- What to produce: Copy each line of the records below without any change.

Stored data

* * * * *

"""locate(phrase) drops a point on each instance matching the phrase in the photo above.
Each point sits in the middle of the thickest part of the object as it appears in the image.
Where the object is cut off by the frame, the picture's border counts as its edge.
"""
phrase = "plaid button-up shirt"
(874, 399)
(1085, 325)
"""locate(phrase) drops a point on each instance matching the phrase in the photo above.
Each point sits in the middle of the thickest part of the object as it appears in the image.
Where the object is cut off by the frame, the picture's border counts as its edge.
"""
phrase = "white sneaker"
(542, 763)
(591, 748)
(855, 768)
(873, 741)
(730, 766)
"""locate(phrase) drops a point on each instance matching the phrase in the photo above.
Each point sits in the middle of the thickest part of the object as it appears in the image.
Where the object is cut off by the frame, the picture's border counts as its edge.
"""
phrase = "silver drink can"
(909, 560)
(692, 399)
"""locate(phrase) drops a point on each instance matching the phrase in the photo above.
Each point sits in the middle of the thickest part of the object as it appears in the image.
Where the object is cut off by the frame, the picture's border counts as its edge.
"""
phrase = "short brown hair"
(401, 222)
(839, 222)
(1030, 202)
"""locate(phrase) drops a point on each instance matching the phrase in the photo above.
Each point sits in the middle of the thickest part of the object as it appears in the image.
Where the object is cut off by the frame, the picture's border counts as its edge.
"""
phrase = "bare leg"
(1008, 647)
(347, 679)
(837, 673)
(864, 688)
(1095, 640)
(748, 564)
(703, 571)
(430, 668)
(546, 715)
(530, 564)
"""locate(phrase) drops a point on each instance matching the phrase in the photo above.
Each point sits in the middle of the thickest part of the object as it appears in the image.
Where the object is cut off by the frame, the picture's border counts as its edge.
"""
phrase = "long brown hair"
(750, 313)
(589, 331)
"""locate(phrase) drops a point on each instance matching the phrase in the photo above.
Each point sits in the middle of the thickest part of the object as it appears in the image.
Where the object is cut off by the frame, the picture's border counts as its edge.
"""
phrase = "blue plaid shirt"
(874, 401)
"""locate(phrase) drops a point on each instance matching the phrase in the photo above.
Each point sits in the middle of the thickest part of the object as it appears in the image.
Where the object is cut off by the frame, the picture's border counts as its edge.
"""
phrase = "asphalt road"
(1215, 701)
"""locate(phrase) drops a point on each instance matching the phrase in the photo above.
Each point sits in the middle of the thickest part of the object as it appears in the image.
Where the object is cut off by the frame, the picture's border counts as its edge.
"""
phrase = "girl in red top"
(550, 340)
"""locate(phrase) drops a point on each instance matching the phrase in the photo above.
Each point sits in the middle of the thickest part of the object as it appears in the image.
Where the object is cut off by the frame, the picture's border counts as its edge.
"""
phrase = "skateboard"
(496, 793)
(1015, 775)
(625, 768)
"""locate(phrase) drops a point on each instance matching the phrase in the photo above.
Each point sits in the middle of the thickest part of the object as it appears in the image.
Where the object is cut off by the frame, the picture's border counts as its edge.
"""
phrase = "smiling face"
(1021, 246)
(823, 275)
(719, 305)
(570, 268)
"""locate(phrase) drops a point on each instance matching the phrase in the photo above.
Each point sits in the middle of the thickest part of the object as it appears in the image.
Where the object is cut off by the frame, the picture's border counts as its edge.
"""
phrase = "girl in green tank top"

* * * * *

- Result for this task:
"""locate(phrase) drops a point on each instance matching the phrase in the photo above.
Each point sits in the middle of the thickest part of the object as it appears in the image.
Where the object is cut off by the frame, the picture's border counts as its edge.
"""
phrase = "plaid button-up shirt"
(874, 399)
(1085, 325)
"""locate(phrase) drops a point on each instance matching the phrase in the photo above.
Each point sits in the middle of the thickest part of the object as it appears in the image.
Where the object is cut off by the frame, the picture's border counts as its edge.
"""
phrase = "white sneaker"
(542, 763)
(591, 748)
(855, 768)
(873, 741)
(730, 766)
"""locate(phrase) drops a point on each instance matching the phrase in the photo above.
Each point sits in the middle of the thickest part of the object as it appears in the image.
Where the object is cut off by the frame, the picture's border counts as its edge.
"""
phrase = "silver drink can"
(909, 560)
(692, 399)
"""locate(phrase) drops a point on each instance matching the phrase in the photo above.
Each point sits in the middle of the thickest part of the object as it appears in the image.
Where the object is cut off by the frame, the picture's border counts as its edge.
"""
phrase = "short brown hair"
(401, 222)
(839, 222)
(1030, 202)
"""locate(phrase) drops a point on each instance matching the phrase in the photo above.
Each point sits in the middle of the thickest part of the object as it appears in the image.
Where the object is cut off by the frame, the picture's border counts as its edge.
"""
phrase = "bare leg"
(1008, 647)
(347, 679)
(837, 673)
(864, 688)
(1095, 640)
(748, 564)
(703, 571)
(430, 668)
(546, 715)
(530, 564)
"""locate(phrase) drops a point on each instance matching the phrase in the photo above.
Each point sits in the middle of the thickest part of the object as it appears in the image.
Where the object is cut off by the frame, the picture's border counts as its edge.
"""
phrase = "long brown hair"
(750, 313)
(589, 331)
"""locate(phrase) drops a point on each instance matching the phrase in the photo above.
Each point sits in the middle of the thickest part of the object as it appears in the image.
Where the object is cut off by the frame, the picture's border counts as its edge.
"""
phrase = "blue plaid shirt"
(874, 401)
"""locate(phrase) drops a point on each instance matching the phrase in the photo above.
Each point sits in the middle of the thickest part of the object as it appears in the image.
Where the object is cut off by the frame, the picture's border counts as its edge.
"""
phrase = "asphalt road"
(1215, 701)
"""locate(phrase) drops a point on each instance matching the phrase in the photo above.
Each point sits in the middle of the thickest part of the object as it appears in the image.
Where the object is cut off by the frame, the picture's border counts as its edge.
"""
phrase = "girl in red top"
(550, 340)
"""locate(phrase) drops a point on each instance matching the phrase in the photo above.
Each point sits in the middle of the thickest part of the object as it appears in the image.
Where the object is cut off by the frame, the picture's border counts as its edge.
"""
phrase = "skateboard"
(496, 793)
(1015, 775)
(625, 768)
"""locate(phrase) drops a point on each instance matching the phrase in the photo above.
Each point sits in the middle of the thickest part of the object as it appears in the image.
Where the object is cut off by the frame, the picture's border counts as its edge.
"""
phrase = "smiling face"
(1021, 246)
(823, 275)
(719, 305)
(570, 268)
"""locate(phrase) drops a point on each instance matching the phrase in the photo above.
Each point sits in the middle of the thickest part of the object as it appears in the image.
Where the object is cut off by the frame, the picture's border counts as its edge.
"""
phrase = "girl in green tank top"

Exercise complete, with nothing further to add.